• DATA FOR PROCESSING:
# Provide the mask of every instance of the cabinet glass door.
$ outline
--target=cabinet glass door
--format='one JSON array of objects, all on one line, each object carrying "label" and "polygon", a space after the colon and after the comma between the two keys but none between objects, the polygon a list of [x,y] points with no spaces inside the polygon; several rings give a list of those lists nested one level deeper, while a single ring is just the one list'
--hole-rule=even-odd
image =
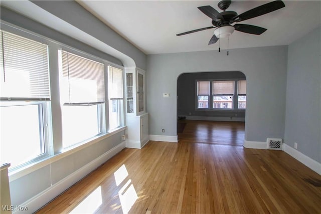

• GIVEN TASK:
Rewrite everything from the start of the data down to the line containing "--target=cabinet glass door", renaming "cabinet glass door" to "cupboard glass door" and leaving all else unchanged.

• FULL OUTPUT:
# Provide the mask of every instance of the cupboard glass door.
$ outline
--target=cupboard glass door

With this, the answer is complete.